- [Dataset rows on where objects appear]:
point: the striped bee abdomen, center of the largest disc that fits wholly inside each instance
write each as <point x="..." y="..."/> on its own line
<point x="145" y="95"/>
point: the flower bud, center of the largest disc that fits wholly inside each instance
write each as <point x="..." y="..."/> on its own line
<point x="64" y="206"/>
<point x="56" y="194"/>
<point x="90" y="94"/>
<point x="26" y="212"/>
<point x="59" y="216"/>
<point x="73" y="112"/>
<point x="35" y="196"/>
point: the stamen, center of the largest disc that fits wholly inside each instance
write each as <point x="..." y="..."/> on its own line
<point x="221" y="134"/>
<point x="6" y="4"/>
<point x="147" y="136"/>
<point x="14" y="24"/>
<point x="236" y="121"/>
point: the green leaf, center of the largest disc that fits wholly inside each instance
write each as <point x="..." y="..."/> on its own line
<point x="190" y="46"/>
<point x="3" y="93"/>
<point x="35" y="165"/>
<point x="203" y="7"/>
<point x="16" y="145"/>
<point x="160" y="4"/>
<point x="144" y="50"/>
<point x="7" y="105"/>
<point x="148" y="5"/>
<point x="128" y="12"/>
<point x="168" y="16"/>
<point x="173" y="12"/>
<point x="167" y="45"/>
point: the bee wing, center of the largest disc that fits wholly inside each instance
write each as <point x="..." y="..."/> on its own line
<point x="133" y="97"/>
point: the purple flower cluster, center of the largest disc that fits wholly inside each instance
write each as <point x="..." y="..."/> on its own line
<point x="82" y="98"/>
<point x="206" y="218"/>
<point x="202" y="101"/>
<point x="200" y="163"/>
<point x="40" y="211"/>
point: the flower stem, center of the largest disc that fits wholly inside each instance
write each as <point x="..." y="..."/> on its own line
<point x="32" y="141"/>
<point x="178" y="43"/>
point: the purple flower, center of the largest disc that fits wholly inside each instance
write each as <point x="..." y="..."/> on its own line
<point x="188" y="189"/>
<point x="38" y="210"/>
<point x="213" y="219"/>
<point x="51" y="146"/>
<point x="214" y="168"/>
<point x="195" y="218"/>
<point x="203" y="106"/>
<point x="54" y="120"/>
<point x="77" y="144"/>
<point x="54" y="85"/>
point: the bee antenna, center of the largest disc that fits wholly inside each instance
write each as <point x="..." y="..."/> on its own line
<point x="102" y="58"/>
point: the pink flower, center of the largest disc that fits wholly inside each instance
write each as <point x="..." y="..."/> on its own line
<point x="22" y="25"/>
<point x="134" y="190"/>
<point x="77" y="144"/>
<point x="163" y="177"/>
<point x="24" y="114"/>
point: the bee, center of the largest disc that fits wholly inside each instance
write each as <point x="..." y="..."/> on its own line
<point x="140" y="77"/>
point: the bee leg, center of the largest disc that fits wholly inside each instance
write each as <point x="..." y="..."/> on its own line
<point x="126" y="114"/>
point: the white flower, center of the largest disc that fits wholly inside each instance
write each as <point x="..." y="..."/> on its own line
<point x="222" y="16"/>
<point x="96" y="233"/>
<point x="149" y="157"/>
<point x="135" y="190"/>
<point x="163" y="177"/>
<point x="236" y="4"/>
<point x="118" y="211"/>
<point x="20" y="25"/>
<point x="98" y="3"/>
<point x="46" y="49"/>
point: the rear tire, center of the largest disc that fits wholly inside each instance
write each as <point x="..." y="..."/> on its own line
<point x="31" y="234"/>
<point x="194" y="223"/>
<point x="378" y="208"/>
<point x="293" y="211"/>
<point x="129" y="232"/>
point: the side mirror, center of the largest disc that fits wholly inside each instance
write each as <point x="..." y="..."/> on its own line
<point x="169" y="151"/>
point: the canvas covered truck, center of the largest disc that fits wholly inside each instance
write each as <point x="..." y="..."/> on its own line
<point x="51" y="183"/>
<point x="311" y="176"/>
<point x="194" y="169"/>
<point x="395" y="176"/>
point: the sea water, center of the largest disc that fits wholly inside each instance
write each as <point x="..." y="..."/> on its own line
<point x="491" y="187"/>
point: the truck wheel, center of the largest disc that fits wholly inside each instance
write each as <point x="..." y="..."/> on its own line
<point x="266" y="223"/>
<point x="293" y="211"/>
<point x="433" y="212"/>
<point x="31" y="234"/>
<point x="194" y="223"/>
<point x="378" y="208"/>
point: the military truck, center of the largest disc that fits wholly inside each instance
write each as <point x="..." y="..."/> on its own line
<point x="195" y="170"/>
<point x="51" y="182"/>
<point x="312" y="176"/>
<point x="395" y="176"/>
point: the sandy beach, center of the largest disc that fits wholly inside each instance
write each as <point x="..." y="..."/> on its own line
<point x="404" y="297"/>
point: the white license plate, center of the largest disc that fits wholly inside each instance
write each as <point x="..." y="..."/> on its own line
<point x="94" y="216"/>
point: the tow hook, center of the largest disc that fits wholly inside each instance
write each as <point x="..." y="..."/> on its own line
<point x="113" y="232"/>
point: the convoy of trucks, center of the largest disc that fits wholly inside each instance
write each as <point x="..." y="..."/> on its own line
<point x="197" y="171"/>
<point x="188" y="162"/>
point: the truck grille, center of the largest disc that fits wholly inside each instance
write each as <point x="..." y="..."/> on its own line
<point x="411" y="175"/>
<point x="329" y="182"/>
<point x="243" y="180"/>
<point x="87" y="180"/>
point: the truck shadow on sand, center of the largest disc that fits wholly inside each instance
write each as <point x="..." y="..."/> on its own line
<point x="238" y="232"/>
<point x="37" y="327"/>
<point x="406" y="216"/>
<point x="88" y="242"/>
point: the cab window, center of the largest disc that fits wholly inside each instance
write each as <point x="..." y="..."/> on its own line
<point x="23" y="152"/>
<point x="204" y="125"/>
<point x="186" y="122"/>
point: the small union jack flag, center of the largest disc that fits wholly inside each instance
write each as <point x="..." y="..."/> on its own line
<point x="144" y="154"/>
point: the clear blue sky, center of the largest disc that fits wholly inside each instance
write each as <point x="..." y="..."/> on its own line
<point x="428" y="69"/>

- [Objective]:
Retype all of the material above with every character intact.

- [Output below]:
point: the striped bee abdomen, center of the largest disc that fits wholly inside each instance
write each as <point x="..." y="..."/> on its own line
<point x="145" y="95"/>
point: the flower bud, center of the largest disc that fits wholly inside each instance
write each as <point x="..." y="..."/> on its own line
<point x="64" y="206"/>
<point x="56" y="194"/>
<point x="90" y="94"/>
<point x="26" y="212"/>
<point x="59" y="216"/>
<point x="73" y="112"/>
<point x="35" y="196"/>
point: the stamen, center of the largest disc that fits wholly inside each instance
write each as <point x="..." y="..."/> on its own line
<point x="221" y="134"/>
<point x="6" y="4"/>
<point x="147" y="136"/>
<point x="14" y="24"/>
<point x="236" y="121"/>
point: the green leaf, center of the largest disc that fits wholly inside each instance
write each as <point x="..." y="..."/> on its own line
<point x="190" y="46"/>
<point x="3" y="93"/>
<point x="35" y="165"/>
<point x="203" y="7"/>
<point x="16" y="145"/>
<point x="160" y="4"/>
<point x="144" y="50"/>
<point x="7" y="105"/>
<point x="148" y="5"/>
<point x="128" y="12"/>
<point x="168" y="16"/>
<point x="173" y="12"/>
<point x="167" y="45"/>
point: the bee wing, center of the largest disc that fits wholly inside each instance
write each as <point x="..." y="..."/> on its own line
<point x="133" y="97"/>
point: the purple flower cluster, center of the largest disc that fits wholly inside each instance
write each as <point x="..." y="..."/> on its own line
<point x="82" y="98"/>
<point x="206" y="218"/>
<point x="202" y="101"/>
<point x="200" y="163"/>
<point x="40" y="211"/>
point: the flower stem, center of the largest disc that fits wholly inside each instance
write each as <point x="..." y="..."/> on its own line
<point x="32" y="141"/>
<point x="178" y="43"/>
point: the purple flower, center of the largest disc that fits wholly inside each instance
write each as <point x="..." y="..."/> on its own line
<point x="188" y="189"/>
<point x="38" y="210"/>
<point x="213" y="219"/>
<point x="51" y="146"/>
<point x="214" y="168"/>
<point x="195" y="218"/>
<point x="203" y="106"/>
<point x="54" y="120"/>
<point x="77" y="144"/>
<point x="54" y="85"/>
point: the bee antenna, center of the largest disc that fits wholly inside each instance
write each as <point x="..." y="..."/> on its own line
<point x="102" y="58"/>
point: the pink flower, center of the largest disc that fits wholly inside each instance
write each as <point x="..." y="..."/> on its own line
<point x="22" y="25"/>
<point x="134" y="190"/>
<point x="77" y="144"/>
<point x="163" y="177"/>
<point x="24" y="114"/>
point: the bee, center of the largest disc that fits wholly inside each instance
write each as <point x="..." y="..."/> on its own line
<point x="140" y="77"/>
point: the bee leg, center of the largest disc that fits wholly inside each instance
write each as <point x="..." y="..."/> on its own line
<point x="126" y="114"/>
point: the white flower, center of the largest disc that fits wholly inside each instance
write each as <point x="..." y="..."/> on its own line
<point x="222" y="16"/>
<point x="96" y="233"/>
<point x="149" y="157"/>
<point x="135" y="190"/>
<point x="163" y="177"/>
<point x="236" y="4"/>
<point x="118" y="211"/>
<point x="20" y="25"/>
<point x="98" y="3"/>
<point x="46" y="49"/>
point: the rear tire, center of the largest disc that fits wholly inside each instance
write each as <point x="..." y="..."/> on its own line
<point x="31" y="234"/>
<point x="194" y="223"/>
<point x="378" y="208"/>
<point x="293" y="211"/>
<point x="129" y="232"/>
point: the side mirror, center of the largest disc that fits wholly inside each instance
write each as <point x="..." y="..."/> on its own line
<point x="169" y="151"/>
point: the canvas covered truck, center of the largest disc that fits wholly inside each instance
write each as <point x="..." y="..."/> on its own line
<point x="51" y="183"/>
<point x="311" y="176"/>
<point x="194" y="169"/>
<point x="395" y="176"/>
point: the sea water, center of the largest disc that fits wholly inside each instance
write each as <point x="..." y="..."/> on its own line
<point x="491" y="187"/>
point: the truck wheel, center of the largest disc that fits wholly inside each instance
write each as <point x="..." y="..."/> on its own line
<point x="266" y="223"/>
<point x="293" y="211"/>
<point x="433" y="212"/>
<point x="31" y="234"/>
<point x="194" y="223"/>
<point x="378" y="208"/>
point: the military truck, center of the largest disc that fits wholly inside each instance
write each as <point x="..." y="..."/> on its own line
<point x="195" y="170"/>
<point x="51" y="182"/>
<point x="312" y="176"/>
<point x="395" y="176"/>
point: the sandy beach, center of the largest disc that fits wholly inside each instance
write each as <point x="..." y="..."/> on its own line
<point x="404" y="297"/>
point: the white license plate, center of the largest disc that fits wholly inside each instance
write each as <point x="..." y="..."/> on its own line
<point x="94" y="216"/>
point: the tow hook, center of the largest disc that fits wholly inside each instance
write each as <point x="..." y="..."/> on its own line
<point x="113" y="232"/>
point: the convoy of trucks, center of the largest disc that fits wholly inside each instance
write each as <point x="..." y="..."/> on its own line
<point x="197" y="171"/>
<point x="188" y="162"/>
point: the truck grille, center of the largest disc that fits wholly inside each instance
write each as <point x="..." y="..."/> on its own line
<point x="411" y="175"/>
<point x="329" y="182"/>
<point x="243" y="180"/>
<point x="87" y="180"/>
point: the truck shadow on sand, center of the largest disc that fits wholly inside each instance
write each as <point x="..." y="..."/> on its own line
<point x="238" y="232"/>
<point x="37" y="327"/>
<point x="406" y="216"/>
<point x="88" y="242"/>
point: the cab window, center of the largest disc that fits wholly inside each instance
write each as <point x="..." y="..."/> on its own line
<point x="23" y="152"/>
<point x="204" y="125"/>
<point x="186" y="122"/>
point: the small union jack flag, center of the largest disc that fits wholly inside each instance
write each as <point x="..." y="..."/> on its own line
<point x="144" y="154"/>
point: the clear blue sky, center of the largest disc that fits wholly inside each instance
write each as <point x="..." y="..."/> on its own line
<point x="428" y="69"/>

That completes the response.